INPUT RECORDS »
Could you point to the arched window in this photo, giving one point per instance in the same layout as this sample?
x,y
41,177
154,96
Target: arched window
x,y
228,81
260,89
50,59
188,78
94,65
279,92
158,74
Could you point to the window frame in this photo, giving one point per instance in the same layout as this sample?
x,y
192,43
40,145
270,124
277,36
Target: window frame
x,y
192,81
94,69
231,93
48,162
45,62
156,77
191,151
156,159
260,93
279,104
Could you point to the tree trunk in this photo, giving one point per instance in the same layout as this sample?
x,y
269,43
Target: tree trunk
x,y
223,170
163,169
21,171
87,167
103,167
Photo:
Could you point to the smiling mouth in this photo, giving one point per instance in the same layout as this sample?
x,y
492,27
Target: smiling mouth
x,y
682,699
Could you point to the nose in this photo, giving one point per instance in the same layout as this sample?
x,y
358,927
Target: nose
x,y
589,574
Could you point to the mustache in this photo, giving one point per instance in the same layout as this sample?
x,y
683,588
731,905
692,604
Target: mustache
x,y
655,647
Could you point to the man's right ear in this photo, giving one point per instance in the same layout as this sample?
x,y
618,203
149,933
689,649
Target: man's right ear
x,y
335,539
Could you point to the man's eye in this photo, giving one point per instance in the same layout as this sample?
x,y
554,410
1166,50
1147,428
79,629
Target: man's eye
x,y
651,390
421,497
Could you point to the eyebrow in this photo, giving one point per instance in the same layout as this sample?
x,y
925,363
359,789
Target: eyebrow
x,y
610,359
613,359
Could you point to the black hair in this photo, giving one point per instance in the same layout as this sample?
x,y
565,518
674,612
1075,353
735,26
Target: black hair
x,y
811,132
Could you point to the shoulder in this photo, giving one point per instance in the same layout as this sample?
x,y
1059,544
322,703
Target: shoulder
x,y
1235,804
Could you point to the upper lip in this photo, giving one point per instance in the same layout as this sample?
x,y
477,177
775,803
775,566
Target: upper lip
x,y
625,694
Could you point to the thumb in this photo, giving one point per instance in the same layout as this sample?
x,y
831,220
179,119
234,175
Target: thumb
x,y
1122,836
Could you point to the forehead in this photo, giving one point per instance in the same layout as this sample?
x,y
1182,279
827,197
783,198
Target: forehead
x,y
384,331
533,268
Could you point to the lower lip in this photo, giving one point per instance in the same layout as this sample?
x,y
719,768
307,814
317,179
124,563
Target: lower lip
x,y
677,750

EXERCISE DETAILS » Using the listing above, reproduce each line without omission.

RESULT FOR THIS TASK »
Could you point to the arched window in this photo, giving one point per instance in the same layout as this sample?
x,y
41,177
154,96
Target: arched window
x,y
228,81
260,89
50,59
188,78
94,65
279,92
158,74
Could you point to the window frame in this photo, giving one point per instance in the same layout as this sample?
x,y
192,43
40,145
270,124
277,36
Target: window frame
x,y
192,81
94,69
231,93
48,162
45,62
156,77
191,151
156,159
260,93
279,104
Could you point to the tree trunk in this photo, giving one point per instance in the same layout as this sample?
x,y
269,43
Target: tree trunk
x,y
223,170
163,169
21,171
87,167
103,167
Photo:
Could you point to the smiling mouth in this photo, giving one point per instance in the same layout as this sample?
x,y
492,27
Target: smiling mouth
x,y
682,699
Could you point to the nose in this photo, giving one point per instance in the same layout as this sample?
x,y
358,927
Target: nose
x,y
589,574
Could you point to the mustache in this photo, giving one point per instance in the same layout as this sample?
x,y
683,588
731,905
692,604
Target: mustache
x,y
655,647
Could you point to the man's right ear in this photo, giving one point per instance in the same layout as this sample?
x,y
618,203
149,933
689,649
Target: man's right ear
x,y
335,539
Could you point to the man's eye in this photo, giving one point per instance in the same layout as this sample?
x,y
554,410
1166,50
1147,428
79,629
Target: man's eye
x,y
651,390
421,497
Could you point to the eyebrow in this photo, giving one point per instance in the same layout as this sample?
x,y
925,363
359,789
Target: eyebrow
x,y
610,359
613,359
Could you point to the black hair in this photo, giving one point per instance in the same layout as this sample?
x,y
565,518
674,612
1075,353
735,26
Target: black hair
x,y
811,132
Could you point to the shoulder in this photo, giving one point per instance in the same layout as this sample?
x,y
1059,544
322,703
Target: shoulder
x,y
1235,804
Could you point to the upper lip in this photo, giving one point per instance in the same layout as this sample?
x,y
477,177
775,803
775,566
Target: upper lip
x,y
625,694
Could you point to the thumb in this photo, giving one point per instance in the same layout as this sample?
x,y
831,220
179,119
234,175
Target: thumb
x,y
1122,836
Could you point to the forehead in this photo, giving one point per instance in the same layout as this sample?
x,y
1182,279
827,197
783,198
Target: forehead
x,y
384,331
533,268
Could you point to the lower lip in this photo, giving one point per instance in the same layout as this sample?
x,y
719,768
307,814
317,179
124,563
Target: lower lip
x,y
677,750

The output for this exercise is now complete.